### EXERCISE DETAILS
Retype nothing but the lines running from the line that contains "out the utility" to the last line, both ends included, and skip every image.

### RECORDS PROVIDED
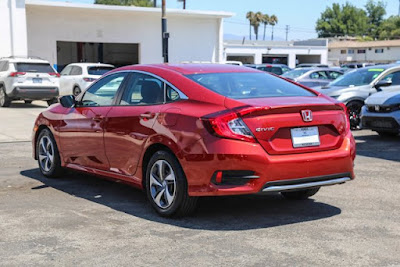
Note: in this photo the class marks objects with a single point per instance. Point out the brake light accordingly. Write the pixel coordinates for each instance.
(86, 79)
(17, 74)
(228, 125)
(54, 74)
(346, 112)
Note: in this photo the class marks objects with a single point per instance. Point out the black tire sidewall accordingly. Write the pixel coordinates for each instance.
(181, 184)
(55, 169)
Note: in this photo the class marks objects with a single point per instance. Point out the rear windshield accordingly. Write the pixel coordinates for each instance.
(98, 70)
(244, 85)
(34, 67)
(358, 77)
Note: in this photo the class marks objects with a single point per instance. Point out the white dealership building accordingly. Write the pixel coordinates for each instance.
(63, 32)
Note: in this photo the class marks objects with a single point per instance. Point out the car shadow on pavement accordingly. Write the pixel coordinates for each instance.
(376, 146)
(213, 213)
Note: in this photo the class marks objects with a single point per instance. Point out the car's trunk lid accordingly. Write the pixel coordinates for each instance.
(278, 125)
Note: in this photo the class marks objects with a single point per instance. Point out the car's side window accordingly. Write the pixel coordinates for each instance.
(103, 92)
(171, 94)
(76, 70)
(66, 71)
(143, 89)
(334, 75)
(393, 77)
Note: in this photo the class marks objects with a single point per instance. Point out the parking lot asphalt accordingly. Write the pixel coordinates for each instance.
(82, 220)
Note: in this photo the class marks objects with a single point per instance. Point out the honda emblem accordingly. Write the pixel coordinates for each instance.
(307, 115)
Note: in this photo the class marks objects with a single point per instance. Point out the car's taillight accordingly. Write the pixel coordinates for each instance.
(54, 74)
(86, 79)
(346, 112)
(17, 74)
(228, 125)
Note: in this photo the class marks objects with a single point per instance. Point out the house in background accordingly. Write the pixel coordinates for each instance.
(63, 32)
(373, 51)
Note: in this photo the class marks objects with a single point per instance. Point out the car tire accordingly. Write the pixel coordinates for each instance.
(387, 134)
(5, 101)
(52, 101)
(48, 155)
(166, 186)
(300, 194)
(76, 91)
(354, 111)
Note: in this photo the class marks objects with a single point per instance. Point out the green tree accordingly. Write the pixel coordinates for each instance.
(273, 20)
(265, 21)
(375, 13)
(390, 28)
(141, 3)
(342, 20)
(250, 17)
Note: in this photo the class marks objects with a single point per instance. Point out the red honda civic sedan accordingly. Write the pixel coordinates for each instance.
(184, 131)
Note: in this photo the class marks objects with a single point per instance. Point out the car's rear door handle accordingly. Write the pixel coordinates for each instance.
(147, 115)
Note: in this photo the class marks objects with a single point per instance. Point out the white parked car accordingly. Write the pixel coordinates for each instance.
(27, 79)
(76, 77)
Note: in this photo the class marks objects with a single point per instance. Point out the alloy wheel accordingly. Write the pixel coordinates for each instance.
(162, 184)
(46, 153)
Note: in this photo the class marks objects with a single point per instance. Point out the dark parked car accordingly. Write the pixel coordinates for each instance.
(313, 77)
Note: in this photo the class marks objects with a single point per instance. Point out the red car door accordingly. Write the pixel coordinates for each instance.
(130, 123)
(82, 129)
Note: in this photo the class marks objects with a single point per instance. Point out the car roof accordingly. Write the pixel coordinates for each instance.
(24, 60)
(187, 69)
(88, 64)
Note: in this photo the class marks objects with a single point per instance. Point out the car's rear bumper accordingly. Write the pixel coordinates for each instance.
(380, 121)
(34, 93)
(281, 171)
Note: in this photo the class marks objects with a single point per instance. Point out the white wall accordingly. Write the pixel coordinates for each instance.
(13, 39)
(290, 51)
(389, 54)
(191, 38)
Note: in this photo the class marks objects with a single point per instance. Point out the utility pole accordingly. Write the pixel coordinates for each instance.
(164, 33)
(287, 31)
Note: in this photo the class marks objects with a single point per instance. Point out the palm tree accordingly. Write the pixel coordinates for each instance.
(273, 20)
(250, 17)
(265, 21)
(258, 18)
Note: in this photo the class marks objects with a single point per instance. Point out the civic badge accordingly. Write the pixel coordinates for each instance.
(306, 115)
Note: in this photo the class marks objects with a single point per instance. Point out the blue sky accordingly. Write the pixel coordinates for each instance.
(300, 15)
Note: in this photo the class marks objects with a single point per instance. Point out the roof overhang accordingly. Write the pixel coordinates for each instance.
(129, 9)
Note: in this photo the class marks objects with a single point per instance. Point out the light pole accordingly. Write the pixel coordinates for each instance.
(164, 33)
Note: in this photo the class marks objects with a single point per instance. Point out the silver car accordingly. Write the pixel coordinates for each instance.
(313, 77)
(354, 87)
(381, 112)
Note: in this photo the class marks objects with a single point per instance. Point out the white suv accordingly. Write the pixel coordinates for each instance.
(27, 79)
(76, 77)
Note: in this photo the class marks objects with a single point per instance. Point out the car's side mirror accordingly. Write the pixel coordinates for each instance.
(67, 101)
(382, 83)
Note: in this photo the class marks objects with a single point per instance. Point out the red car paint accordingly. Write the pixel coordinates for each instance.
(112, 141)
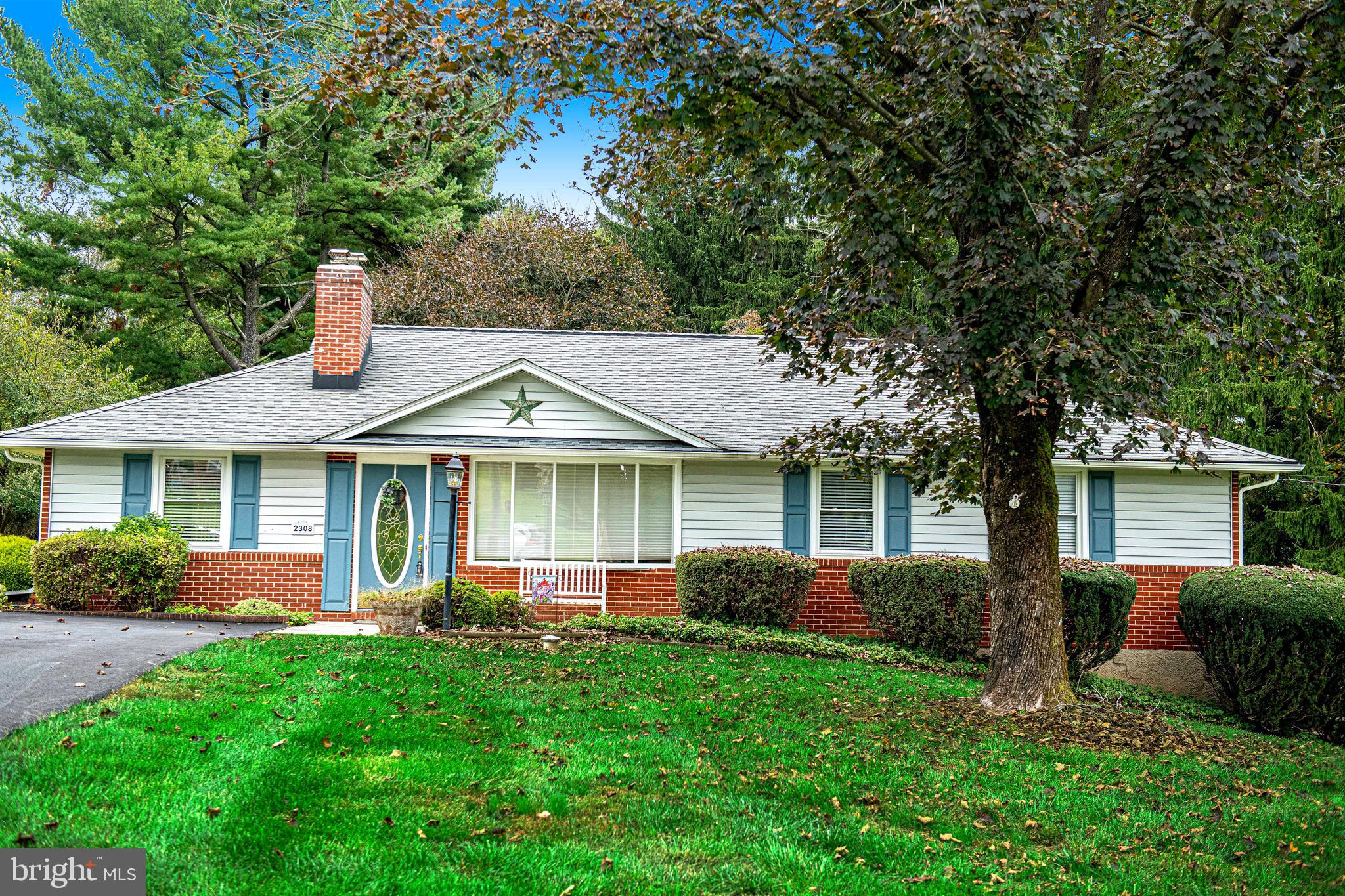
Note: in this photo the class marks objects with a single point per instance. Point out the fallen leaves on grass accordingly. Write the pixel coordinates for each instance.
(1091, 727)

### FINAL ANSWER
Note: in this photo the class marks objects with a single point per instance. Point out the utility pole accordingly. Write the pixel coordinates for each instance.
(164, 33)
(287, 31)
Note: in this photo the class marks objects with a single point per instance. Point out the palm tree accordingly. Write the pixel coordinates for each instance.
(273, 20)
(250, 17)
(265, 21)
(258, 18)
Note: in this photo the class marks objects with a single point per instance. Point out the civic badge accordingly. Write the pixel coordinates for each instance.
(306, 115)
Note: in this photo the class marks objects with a single point per instance. Point out the blue sky accordingly. Write the pixel coordinates for each instance.
(300, 15)
Note: in this photo the class marks objects with a single point per instance. Point out the roof overhang accordingly. Write the pixel coordinates for each instance.
(129, 9)
Note: in this photo the class marks objects with a single point per instance. Point out the light pole accordingly. Write the pixel coordinates for each instance.
(164, 33)
Note: in this photo the class marks objects with a single point per instance. Point out the silver car accordingly. Write the pixel coordinates for each instance.
(313, 77)
(354, 87)
(381, 112)
Note: in this photo the class marks objects with a single point per instance. Point out the white suv accordingly. Write the pixel coordinates for each instance.
(27, 79)
(76, 77)
Note: in this photo the class marks objects with a single point per instance. Point out the car's side mirror accordingly. Write the pixel coordinates for each instance.
(67, 101)
(382, 83)
Note: in this photo the class marks objects with a single point per instance. Point out the red car paint accordingly. Write the pixel coordinates for each instance.
(112, 141)
Note: in this photo the class marks objects with a single point per instance. Point out the fallen leaves on grass accordingly. Write the pixel coordinates for each instance.
(1091, 727)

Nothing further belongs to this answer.